Dataset records:
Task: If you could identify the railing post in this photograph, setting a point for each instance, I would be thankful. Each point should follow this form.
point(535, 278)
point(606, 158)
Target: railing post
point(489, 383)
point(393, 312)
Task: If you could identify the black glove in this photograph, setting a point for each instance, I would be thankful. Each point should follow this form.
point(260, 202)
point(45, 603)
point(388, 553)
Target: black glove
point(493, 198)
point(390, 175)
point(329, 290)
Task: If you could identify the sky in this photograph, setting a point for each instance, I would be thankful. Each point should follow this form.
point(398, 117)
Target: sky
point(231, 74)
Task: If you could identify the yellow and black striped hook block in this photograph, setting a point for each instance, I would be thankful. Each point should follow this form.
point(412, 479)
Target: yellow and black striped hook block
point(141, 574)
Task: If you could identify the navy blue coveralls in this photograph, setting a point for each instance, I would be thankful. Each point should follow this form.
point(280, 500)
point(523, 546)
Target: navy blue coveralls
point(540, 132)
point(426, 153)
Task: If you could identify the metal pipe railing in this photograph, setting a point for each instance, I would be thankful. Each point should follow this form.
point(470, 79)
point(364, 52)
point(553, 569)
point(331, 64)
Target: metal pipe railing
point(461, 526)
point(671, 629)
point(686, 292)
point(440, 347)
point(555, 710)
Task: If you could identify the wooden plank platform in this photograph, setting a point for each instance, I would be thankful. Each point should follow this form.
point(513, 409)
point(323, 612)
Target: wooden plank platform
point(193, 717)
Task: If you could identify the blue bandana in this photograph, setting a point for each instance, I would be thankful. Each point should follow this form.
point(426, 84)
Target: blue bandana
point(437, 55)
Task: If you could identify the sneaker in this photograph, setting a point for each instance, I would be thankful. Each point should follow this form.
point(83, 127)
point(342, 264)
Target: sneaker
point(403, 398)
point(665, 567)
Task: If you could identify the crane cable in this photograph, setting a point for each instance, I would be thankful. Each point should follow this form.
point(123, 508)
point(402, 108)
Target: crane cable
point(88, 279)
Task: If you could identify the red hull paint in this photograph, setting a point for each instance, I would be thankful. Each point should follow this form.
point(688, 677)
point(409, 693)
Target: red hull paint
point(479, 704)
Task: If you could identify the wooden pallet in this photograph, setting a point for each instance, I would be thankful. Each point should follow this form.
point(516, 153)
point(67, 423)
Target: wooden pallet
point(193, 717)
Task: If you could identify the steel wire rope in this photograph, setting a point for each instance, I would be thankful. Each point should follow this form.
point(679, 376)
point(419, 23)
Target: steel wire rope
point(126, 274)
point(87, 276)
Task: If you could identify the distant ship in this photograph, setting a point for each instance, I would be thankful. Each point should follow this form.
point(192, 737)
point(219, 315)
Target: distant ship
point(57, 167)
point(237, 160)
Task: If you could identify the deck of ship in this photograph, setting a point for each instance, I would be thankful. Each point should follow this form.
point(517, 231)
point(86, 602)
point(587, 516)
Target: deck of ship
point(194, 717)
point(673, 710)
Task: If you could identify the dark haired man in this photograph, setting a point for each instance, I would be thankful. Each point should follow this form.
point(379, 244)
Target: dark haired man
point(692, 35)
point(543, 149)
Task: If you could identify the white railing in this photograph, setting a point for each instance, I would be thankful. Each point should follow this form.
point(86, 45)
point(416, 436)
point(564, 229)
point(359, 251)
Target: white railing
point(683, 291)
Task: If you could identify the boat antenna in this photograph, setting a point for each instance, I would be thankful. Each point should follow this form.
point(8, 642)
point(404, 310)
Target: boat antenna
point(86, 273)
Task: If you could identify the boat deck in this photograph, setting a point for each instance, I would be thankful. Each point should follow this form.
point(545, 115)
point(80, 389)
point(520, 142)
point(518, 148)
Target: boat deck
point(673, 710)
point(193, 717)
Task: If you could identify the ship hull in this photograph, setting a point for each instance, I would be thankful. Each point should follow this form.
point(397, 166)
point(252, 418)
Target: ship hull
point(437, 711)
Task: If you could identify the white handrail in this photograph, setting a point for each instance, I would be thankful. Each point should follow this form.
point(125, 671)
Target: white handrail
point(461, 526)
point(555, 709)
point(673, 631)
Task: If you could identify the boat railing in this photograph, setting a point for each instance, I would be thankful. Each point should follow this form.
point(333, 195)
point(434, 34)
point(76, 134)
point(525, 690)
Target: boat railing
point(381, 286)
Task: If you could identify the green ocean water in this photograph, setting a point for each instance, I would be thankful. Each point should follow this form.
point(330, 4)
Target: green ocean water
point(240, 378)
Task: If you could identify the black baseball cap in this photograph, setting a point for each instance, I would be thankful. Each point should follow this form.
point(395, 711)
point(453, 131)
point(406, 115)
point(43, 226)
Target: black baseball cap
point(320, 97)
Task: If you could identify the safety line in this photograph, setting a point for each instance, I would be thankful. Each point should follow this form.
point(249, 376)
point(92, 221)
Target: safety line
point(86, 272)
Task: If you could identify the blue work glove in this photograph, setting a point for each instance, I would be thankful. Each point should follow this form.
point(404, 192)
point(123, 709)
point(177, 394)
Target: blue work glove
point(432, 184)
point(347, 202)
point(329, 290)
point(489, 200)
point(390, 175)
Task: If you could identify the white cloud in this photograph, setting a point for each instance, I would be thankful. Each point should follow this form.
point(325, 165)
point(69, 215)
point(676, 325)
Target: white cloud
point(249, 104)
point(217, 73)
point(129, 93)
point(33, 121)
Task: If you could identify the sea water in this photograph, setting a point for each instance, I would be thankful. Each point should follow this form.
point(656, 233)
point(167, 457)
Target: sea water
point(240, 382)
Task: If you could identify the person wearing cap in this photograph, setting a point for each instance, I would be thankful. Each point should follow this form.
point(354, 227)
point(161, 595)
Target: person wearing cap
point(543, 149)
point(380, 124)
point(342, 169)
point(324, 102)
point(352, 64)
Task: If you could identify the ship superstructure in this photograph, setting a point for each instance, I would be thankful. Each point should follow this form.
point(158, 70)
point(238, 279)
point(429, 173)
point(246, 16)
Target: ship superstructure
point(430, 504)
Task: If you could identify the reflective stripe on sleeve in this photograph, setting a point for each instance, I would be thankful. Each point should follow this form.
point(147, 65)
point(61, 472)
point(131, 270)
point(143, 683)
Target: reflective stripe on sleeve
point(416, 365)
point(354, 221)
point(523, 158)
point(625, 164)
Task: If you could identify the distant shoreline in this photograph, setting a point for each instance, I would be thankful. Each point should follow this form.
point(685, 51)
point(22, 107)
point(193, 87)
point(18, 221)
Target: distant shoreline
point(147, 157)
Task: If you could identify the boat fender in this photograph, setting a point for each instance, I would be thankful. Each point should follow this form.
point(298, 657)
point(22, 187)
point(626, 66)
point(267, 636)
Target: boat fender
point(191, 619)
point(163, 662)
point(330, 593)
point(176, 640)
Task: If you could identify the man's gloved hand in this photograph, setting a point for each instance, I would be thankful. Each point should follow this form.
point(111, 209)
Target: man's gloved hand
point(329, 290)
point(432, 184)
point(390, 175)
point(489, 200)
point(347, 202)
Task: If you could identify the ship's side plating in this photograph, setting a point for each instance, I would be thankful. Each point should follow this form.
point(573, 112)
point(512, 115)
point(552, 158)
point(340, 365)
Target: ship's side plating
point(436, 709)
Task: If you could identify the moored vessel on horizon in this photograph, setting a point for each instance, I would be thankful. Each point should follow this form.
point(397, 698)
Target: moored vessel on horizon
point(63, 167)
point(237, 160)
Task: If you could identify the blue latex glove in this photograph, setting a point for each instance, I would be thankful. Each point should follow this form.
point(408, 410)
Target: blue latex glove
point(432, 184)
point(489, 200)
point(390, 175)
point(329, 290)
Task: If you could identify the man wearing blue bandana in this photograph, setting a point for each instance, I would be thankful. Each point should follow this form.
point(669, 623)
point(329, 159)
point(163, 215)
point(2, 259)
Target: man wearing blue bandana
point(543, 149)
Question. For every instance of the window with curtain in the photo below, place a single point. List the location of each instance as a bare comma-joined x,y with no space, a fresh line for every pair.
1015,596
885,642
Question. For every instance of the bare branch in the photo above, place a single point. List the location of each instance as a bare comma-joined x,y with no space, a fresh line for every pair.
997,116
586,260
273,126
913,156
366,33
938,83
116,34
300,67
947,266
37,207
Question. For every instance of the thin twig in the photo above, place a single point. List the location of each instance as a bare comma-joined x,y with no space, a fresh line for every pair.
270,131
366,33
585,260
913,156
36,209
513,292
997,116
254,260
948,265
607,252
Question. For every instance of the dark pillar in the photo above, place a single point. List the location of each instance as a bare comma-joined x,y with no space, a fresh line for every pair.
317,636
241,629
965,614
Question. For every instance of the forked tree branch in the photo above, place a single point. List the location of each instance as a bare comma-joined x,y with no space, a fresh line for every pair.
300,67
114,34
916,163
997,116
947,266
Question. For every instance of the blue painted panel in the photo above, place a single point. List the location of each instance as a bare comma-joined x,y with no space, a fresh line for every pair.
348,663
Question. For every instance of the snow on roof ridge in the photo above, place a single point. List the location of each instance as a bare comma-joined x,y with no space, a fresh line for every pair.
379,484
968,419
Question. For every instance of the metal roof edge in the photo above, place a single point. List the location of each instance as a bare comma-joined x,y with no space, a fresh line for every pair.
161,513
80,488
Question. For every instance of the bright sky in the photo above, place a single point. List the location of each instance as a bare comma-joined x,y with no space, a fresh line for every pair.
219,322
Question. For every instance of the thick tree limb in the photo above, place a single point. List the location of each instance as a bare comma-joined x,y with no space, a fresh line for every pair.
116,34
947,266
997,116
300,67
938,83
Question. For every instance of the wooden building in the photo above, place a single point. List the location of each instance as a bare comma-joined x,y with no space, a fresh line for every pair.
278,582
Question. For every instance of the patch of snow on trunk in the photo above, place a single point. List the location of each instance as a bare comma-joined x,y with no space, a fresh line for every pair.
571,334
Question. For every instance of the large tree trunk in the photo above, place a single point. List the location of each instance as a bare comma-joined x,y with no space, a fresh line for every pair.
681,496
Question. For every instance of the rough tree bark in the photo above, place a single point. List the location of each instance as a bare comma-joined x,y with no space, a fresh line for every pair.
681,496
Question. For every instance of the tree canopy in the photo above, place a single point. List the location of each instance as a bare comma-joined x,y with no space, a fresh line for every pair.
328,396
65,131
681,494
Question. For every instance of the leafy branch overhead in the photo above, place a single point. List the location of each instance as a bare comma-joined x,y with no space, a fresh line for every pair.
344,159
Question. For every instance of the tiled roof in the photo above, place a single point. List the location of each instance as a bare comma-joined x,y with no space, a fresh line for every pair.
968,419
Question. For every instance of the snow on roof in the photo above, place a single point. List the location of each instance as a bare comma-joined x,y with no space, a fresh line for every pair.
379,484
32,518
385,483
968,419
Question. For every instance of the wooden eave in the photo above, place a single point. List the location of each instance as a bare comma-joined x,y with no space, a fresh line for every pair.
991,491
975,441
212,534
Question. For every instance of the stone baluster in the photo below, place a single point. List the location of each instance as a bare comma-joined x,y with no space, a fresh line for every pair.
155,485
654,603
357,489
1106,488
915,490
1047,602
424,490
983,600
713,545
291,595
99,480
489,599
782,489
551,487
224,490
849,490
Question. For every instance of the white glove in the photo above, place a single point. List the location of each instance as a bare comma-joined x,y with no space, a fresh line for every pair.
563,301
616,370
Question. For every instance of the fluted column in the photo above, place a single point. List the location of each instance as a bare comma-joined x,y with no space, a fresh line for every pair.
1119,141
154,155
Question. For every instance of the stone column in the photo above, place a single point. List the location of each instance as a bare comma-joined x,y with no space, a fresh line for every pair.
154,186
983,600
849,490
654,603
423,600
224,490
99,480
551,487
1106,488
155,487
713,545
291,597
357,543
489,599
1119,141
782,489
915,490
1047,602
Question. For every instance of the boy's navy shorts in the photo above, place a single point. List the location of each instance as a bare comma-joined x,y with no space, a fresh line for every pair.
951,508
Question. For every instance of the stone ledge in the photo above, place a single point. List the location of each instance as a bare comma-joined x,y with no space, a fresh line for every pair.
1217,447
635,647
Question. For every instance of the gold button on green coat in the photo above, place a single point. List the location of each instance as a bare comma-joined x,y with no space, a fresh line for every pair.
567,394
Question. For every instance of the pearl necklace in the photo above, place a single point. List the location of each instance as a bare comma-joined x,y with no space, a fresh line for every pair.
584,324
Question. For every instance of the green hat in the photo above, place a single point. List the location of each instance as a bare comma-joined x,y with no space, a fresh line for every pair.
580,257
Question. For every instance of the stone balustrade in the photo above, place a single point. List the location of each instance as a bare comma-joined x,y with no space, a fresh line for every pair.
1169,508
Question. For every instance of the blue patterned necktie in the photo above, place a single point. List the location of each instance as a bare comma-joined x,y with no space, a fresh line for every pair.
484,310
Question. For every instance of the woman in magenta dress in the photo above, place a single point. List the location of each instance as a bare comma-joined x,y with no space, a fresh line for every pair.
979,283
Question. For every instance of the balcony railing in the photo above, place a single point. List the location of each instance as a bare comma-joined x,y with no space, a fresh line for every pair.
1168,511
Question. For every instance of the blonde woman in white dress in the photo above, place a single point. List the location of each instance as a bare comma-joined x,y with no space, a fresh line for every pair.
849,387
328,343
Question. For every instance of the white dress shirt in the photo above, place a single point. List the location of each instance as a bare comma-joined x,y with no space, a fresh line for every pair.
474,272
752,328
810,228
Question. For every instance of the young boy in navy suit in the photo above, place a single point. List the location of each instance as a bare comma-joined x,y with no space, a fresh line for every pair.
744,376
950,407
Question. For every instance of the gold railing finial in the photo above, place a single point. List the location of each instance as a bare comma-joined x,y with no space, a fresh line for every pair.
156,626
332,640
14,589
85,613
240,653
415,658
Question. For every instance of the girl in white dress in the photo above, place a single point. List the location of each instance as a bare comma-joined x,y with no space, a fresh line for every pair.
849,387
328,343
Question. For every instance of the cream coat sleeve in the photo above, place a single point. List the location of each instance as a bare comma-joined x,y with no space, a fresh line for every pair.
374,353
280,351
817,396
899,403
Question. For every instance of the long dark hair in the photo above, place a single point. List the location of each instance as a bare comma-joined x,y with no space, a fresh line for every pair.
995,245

Problem statement: Transcribe the records above from the line holding "Target: black glove" down to the line holding "point(412, 479)", inclusive, without adding anything.

Result of the exercise:
Target: black glove
point(493, 198)
point(390, 175)
point(329, 290)
Task: If you could identify the sky in this photograph, setting a point for each instance, I would be thankful. Each point should follow this form.
point(398, 117)
Target: sky
point(231, 74)
Task: If you could identify the yellow and black striped hook block in this photograph, setting a point for each instance, I would be thankful. Each point should follow this form.
point(412, 479)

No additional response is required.